Input |
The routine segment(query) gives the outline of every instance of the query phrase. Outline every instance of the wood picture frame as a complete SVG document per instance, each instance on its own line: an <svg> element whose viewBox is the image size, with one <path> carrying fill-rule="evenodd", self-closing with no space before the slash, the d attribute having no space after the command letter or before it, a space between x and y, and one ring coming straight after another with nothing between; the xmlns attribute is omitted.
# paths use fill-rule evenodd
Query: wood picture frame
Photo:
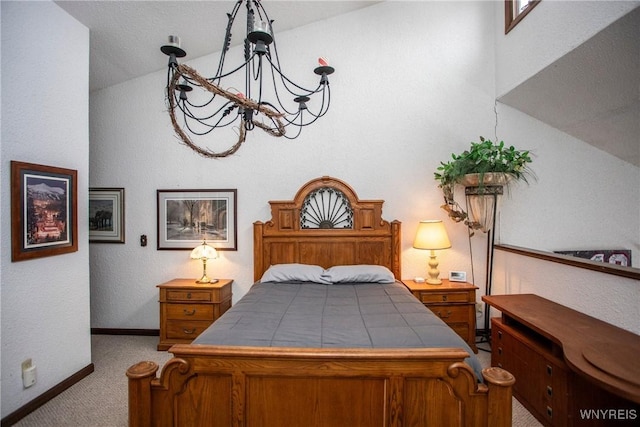
<svg viewBox="0 0 640 427"><path fill-rule="evenodd" d="M124 243L124 188L89 188L89 242Z"/></svg>
<svg viewBox="0 0 640 427"><path fill-rule="evenodd" d="M237 190L158 190L158 250L238 250Z"/></svg>
<svg viewBox="0 0 640 427"><path fill-rule="evenodd" d="M11 161L11 261L78 250L78 171Z"/></svg>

About this exercise | The entries above need an exact copy without their pictures.

Exercise solution |
The routine segment(query) gives the outline of every instance of the query phrase. Outline every instance of the wood picture frame as a complete SVG document per instance, each instance on its own line: an <svg> element whose viewBox is the image size, with one <path> carrying fill-rule="evenodd", self-closing with no space before the slash, the d attribute having no space after the command letter or before it, a space between x and y, and one ring coming straight after another with nothing between; the xmlns attribute is omitted.
# paths use fill-rule evenodd
Query: wood picture frame
Photo:
<svg viewBox="0 0 640 427"><path fill-rule="evenodd" d="M124 243L124 188L89 188L89 242Z"/></svg>
<svg viewBox="0 0 640 427"><path fill-rule="evenodd" d="M237 190L158 190L158 250L238 250Z"/></svg>
<svg viewBox="0 0 640 427"><path fill-rule="evenodd" d="M11 161L11 261L78 250L78 171Z"/></svg>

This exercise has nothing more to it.